Passage given:

■ ■ ■ ■

With the increasing amount of quality saké available in the U.S., coupled with the growing knowledge of the beverage, many now believe that premium saké should only be consumed cold. Though we worked hard to teach them that it is not all hot, we are now experiencing the backlash of our efforts. Many sakés benefit from a little warming (and please note, warming, not piping hot as to burn your mouth). The heavier style Junmai-shu and fortified Honjozo are great candidates for a cold winter day. However, warming Daiginjo-shu and Namazake will only rob them of their finer qualities.

On Wine:
No Reason To Celebrate
Champagne and sparkling wines are great choices for pairing with your sushi/sashimi outings, but many believe a special occasion is require to drink these majestic wines. With pronounced acidity and minerality, they work wonders with raw fish. However, if Champagne’s sticker prices scare you, look out for other bubblies like Spanish Cava or American sparkling wines made by the “méthode traditionelle” or the “méthode champenoise”. The money saved could be reason to celebrate.

Oh Sherry!
While many people associate sherry with their grandma’s late-night drink, it actually pairs extremely well with sushi and sashimi, especially chilled finos & manzanillas. These world-class wines are not just for old-school drinkers, but should find their way on new school diners’ tables as well.

■ ■ ■ ■

Set task A: In the saké and wine passage, which two kinds of saké lose their finer qualities when warmed?
Set task B: Extend the saké and wine passage with a few sentences that pick up after its final line.

Supplied material:
■ ■ ■ ■

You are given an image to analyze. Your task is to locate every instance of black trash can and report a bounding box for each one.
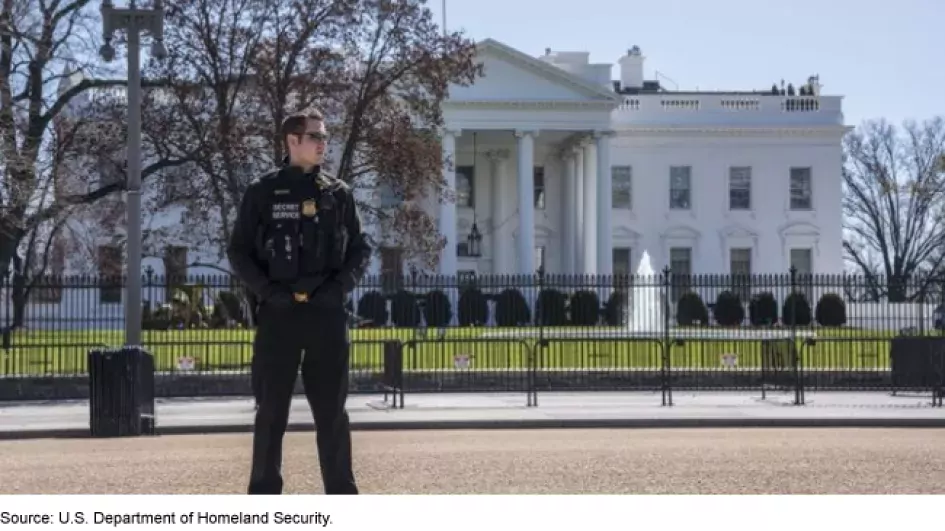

■ ■ ■ ■

Exercise answer A: Daiginjo-shu and Namazake.

Exercise answer B:
On Alcohol:
Forget Vodka: It’s Sho-time
With an over-saturated, tasteless and odorless vodka market, shochu presents itself as a perfect mixing alternative for tasty cocktails. This clear alcohol (18% to 41% alc/vol.) made from either mugi (barley), kome (rice) or imo (potato) is delicious when mixed in traditional cocktails as a substitution for vodka or simply blended with fresh juices.

The Rum-Tequila Alternative
Cachaça has long been considered the national alcohol of Brazil, of which the U.S. has only seen the mass-produced, industrial rubbing alcohols of Cachaça 51 and Pitu. Be on the look-out for high quality brands such as Beleza Pura, Rochinca. Aramzem Vieira & GRM making their way into the U.S. market (for more info visit excaliburenterprise.com). Besides making great caiprinihas, some of these cachaças rival any great sipping rums and tequilas and show great versatility in recreating such popular standards as the margarita, mojito and cosmopolitan.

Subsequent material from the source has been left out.